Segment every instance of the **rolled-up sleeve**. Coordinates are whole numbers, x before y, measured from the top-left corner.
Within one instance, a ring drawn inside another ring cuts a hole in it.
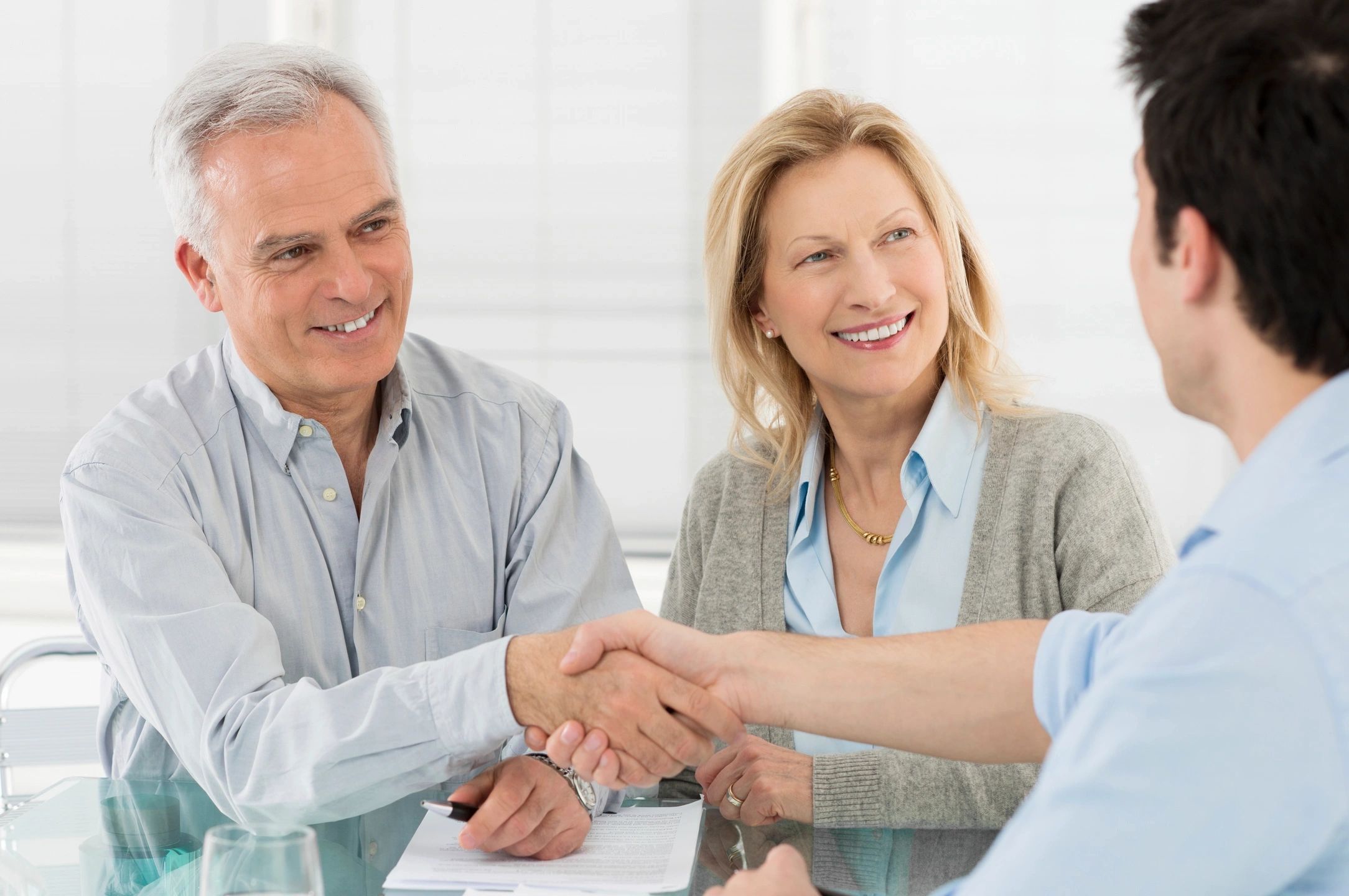
[[[1307,633],[1240,578],[1168,584],[1183,594],[1103,636],[1082,617],[1052,633],[1058,691],[1041,700],[1037,680],[1036,710],[1059,730],[1040,781],[942,896],[1260,896],[1342,833],[1338,719]]]
[[[1091,685],[1101,645],[1125,619],[1121,613],[1064,610],[1050,619],[1035,652],[1035,715],[1055,737]]]
[[[526,455],[507,561],[506,632],[550,632],[641,607],[595,475],[572,445],[572,421],[553,406],[537,453]],[[513,738],[505,754],[525,752]],[[595,815],[623,791],[595,785]]]
[[[351,816],[469,772],[519,731],[506,640],[336,687],[287,684],[272,625],[240,600],[171,483],[104,463],[66,471],[70,587],[119,687],[223,811]]]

○ ○ ○ ○ ○

_WHAT TO DO_
Print out the material word for word, omitting the pictures.

_FINISHED EXERCISE_
Segment every instance of the **rolled-up sleeve**. Coordinates are whole numbers, x before y, measured from the top-left corner.
Within one instance, a ring drawn inside another ring cuts a hole in it.
[[[1307,633],[1240,578],[1168,584],[1183,594],[1103,636],[1082,617],[1052,633],[1058,691],[1041,700],[1037,680],[1036,710],[1059,730],[1040,781],[942,896],[1260,896],[1342,833],[1338,719]]]
[[[1091,685],[1101,645],[1125,619],[1121,613],[1064,610],[1050,619],[1035,652],[1035,715],[1055,737]]]
[[[526,455],[507,561],[506,632],[550,632],[641,607],[595,475],[572,445],[572,421],[553,406],[537,453]],[[513,738],[505,754],[525,752]],[[595,815],[623,791],[595,785]]]
[[[351,816],[469,772],[519,731],[506,640],[336,687],[287,684],[272,625],[240,600],[171,483],[104,463],[66,471],[70,587],[119,687],[223,811]]]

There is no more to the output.